BEGIN
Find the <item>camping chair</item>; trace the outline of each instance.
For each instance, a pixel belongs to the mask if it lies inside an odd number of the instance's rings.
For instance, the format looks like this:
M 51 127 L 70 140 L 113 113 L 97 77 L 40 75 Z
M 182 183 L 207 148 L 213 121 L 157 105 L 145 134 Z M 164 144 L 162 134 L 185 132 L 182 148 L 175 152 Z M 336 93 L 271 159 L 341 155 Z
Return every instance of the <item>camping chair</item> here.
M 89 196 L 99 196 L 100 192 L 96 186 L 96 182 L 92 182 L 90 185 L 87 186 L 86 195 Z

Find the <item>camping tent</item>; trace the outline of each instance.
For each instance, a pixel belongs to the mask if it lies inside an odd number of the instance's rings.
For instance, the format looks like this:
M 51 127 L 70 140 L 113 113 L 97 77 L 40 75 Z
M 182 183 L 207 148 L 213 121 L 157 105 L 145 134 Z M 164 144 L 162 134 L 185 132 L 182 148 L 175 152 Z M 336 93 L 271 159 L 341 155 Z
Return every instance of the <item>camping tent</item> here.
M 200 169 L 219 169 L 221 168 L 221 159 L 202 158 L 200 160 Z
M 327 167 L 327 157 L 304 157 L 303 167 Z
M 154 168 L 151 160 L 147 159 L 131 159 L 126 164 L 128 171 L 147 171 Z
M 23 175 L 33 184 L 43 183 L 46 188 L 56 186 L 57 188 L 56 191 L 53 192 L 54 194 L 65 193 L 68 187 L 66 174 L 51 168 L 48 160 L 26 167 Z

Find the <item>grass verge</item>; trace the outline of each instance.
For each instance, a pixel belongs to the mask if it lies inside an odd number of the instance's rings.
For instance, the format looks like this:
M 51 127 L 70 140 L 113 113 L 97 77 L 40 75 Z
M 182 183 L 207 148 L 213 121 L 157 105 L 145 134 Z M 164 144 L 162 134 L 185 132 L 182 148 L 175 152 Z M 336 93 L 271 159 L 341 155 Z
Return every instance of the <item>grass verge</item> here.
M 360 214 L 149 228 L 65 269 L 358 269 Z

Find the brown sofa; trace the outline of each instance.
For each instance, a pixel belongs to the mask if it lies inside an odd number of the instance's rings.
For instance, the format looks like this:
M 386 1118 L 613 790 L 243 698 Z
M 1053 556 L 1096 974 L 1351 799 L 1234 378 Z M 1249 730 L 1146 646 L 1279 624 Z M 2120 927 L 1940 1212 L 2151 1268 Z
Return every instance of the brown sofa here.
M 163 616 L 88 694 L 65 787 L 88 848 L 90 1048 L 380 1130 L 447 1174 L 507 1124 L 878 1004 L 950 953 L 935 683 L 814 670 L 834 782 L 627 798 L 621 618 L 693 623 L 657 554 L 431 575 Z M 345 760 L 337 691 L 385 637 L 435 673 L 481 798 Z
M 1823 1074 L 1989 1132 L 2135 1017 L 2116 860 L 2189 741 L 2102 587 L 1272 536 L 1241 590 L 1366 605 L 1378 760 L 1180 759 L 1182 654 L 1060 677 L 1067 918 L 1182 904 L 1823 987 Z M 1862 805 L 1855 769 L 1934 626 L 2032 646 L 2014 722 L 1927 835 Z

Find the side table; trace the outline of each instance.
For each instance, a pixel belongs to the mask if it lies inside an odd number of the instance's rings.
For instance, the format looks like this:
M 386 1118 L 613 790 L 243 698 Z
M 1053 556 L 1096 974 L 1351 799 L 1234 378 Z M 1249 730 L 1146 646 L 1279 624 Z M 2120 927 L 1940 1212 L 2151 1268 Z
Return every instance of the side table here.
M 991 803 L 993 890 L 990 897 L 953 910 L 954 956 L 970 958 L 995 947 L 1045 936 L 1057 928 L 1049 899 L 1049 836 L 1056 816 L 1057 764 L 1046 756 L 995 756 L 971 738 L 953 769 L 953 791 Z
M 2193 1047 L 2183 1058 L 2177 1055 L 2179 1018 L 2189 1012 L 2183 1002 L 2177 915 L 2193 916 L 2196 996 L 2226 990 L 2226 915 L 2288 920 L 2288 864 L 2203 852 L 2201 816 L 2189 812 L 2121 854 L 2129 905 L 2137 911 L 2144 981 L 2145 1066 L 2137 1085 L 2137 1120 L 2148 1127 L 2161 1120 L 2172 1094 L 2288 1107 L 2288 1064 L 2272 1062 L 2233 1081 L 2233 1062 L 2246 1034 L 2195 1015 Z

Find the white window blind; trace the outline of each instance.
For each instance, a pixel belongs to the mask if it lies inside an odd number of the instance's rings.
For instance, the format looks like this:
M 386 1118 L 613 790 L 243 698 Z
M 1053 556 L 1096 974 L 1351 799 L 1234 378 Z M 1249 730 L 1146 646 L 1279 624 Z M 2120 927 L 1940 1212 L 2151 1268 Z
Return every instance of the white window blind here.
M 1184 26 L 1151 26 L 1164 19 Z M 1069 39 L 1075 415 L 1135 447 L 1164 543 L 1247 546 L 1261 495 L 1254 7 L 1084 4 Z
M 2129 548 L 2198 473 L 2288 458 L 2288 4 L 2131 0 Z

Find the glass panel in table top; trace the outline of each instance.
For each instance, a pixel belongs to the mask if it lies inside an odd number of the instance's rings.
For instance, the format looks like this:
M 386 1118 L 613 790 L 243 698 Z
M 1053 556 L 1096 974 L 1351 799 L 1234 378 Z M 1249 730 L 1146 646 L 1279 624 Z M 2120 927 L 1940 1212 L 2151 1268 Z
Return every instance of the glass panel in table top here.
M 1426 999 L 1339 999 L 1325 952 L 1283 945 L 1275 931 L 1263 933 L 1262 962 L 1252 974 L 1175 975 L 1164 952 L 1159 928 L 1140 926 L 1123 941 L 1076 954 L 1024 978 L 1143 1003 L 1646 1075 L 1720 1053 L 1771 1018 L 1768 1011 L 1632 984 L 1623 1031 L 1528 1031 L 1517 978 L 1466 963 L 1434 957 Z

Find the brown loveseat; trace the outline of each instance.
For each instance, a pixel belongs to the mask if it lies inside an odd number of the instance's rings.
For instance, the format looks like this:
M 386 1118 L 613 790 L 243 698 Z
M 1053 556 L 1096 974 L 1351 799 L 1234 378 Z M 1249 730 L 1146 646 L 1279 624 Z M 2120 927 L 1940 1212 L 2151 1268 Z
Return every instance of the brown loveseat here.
END
### Exercise directions:
Select the lines in this material that hold the word "loveseat", leaving none out.

### Solution:
Find the brown loveseat; trace the outline of each instance.
Return every instance of the brown loveseat here.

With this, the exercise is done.